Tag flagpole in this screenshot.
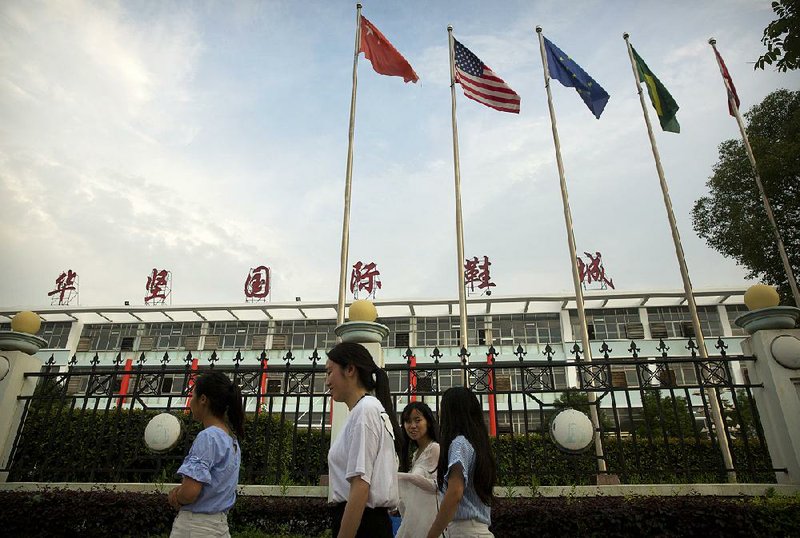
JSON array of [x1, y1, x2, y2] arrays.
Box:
[[535, 26, 606, 473], [337, 3, 363, 326], [448, 25, 469, 355], [709, 38, 800, 307], [624, 33, 736, 482]]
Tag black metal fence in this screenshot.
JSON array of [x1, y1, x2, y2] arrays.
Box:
[[3, 339, 782, 486]]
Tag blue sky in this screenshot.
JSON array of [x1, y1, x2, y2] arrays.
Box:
[[1, 0, 798, 308]]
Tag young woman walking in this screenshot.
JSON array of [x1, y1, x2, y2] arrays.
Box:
[[426, 387, 496, 538], [326, 342, 400, 538], [168, 372, 245, 537]]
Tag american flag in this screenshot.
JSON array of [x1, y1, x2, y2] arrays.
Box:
[[453, 38, 520, 114]]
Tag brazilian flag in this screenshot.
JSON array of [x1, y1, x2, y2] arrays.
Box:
[[632, 47, 680, 133]]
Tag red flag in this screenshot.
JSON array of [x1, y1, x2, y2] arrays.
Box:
[[714, 48, 740, 116], [359, 16, 419, 83]]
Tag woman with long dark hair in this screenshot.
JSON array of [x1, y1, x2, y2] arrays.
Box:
[[426, 387, 496, 537], [396, 401, 440, 538], [326, 342, 400, 538], [168, 371, 245, 537]]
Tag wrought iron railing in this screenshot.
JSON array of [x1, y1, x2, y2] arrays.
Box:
[[3, 339, 782, 486]]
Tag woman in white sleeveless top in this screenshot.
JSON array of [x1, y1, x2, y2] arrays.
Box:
[[397, 402, 440, 538]]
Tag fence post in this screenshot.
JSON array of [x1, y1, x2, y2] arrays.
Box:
[[738, 304, 800, 484], [0, 313, 47, 482]]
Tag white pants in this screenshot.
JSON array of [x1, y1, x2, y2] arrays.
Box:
[[445, 519, 494, 537], [170, 510, 230, 537]]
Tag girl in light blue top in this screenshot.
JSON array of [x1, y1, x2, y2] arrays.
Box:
[[427, 387, 496, 538], [168, 372, 244, 537]]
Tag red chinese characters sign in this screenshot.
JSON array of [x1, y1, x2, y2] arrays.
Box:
[[48, 270, 78, 305], [577, 251, 615, 290], [145, 268, 171, 305], [244, 266, 270, 302], [464, 256, 495, 296], [350, 261, 381, 299]]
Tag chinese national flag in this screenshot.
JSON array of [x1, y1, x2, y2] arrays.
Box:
[[359, 16, 419, 83]]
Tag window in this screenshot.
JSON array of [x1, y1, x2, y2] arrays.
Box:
[[490, 314, 562, 345], [725, 304, 749, 336], [413, 317, 486, 347], [83, 324, 139, 351], [161, 374, 186, 394], [272, 320, 336, 350], [266, 379, 283, 394], [144, 323, 202, 350], [39, 322, 72, 349], [647, 306, 722, 338], [208, 321, 271, 350], [437, 369, 464, 391], [120, 337, 135, 351], [569, 309, 639, 341], [381, 318, 411, 348]]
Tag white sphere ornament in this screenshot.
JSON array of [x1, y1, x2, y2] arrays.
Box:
[[550, 408, 595, 454], [144, 413, 183, 453]]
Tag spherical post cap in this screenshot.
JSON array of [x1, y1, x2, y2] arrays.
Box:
[[349, 300, 378, 322], [744, 284, 781, 310], [709, 37, 716, 45], [10, 311, 42, 335], [623, 32, 629, 39], [535, 25, 542, 33]]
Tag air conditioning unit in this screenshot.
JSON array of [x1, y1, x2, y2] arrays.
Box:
[[395, 332, 410, 348], [252, 335, 268, 350], [493, 374, 512, 392], [270, 334, 289, 350], [650, 322, 668, 339], [611, 371, 628, 388], [658, 369, 677, 387], [203, 335, 220, 350], [76, 337, 92, 352], [138, 336, 154, 351], [184, 336, 201, 351], [625, 323, 645, 340]]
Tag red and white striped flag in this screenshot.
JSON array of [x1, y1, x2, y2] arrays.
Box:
[[713, 47, 740, 116], [453, 38, 520, 114]]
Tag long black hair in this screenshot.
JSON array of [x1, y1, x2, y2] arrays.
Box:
[[436, 386, 495, 505], [327, 342, 401, 454], [193, 372, 245, 439], [399, 401, 440, 472]]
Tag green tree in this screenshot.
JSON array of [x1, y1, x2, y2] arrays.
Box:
[[722, 389, 759, 440], [692, 89, 800, 303], [636, 390, 697, 439], [756, 0, 800, 72]]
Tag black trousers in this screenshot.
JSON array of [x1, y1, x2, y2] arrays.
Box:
[[331, 502, 392, 538]]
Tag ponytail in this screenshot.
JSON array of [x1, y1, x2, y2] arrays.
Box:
[[193, 372, 246, 439], [226, 383, 245, 439], [374, 367, 401, 454]]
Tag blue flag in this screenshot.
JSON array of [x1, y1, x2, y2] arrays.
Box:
[[543, 36, 609, 119]]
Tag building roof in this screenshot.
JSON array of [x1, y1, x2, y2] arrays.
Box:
[[0, 288, 747, 324]]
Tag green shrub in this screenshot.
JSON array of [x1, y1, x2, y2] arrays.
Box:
[[10, 395, 770, 486], [491, 433, 774, 486], [1, 490, 798, 538]]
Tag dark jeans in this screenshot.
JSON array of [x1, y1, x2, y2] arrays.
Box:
[[331, 502, 392, 538]]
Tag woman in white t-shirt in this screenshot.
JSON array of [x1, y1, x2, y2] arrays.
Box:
[[326, 342, 401, 538]]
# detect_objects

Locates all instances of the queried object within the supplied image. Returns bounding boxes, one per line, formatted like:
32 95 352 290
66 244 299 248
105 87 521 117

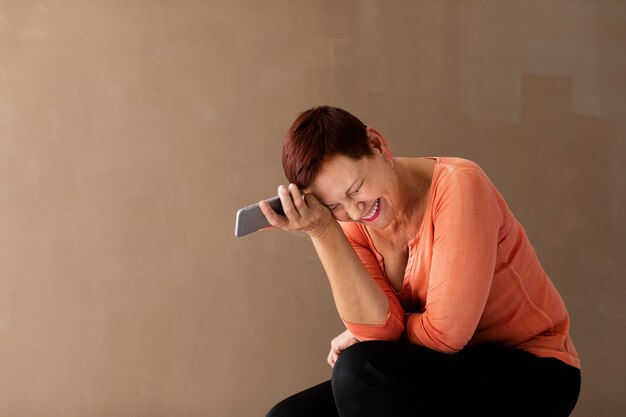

-*-

▶ Your task
In how many lines of the material does the string "long" appear? Reply with the number only.

▶ Your response
2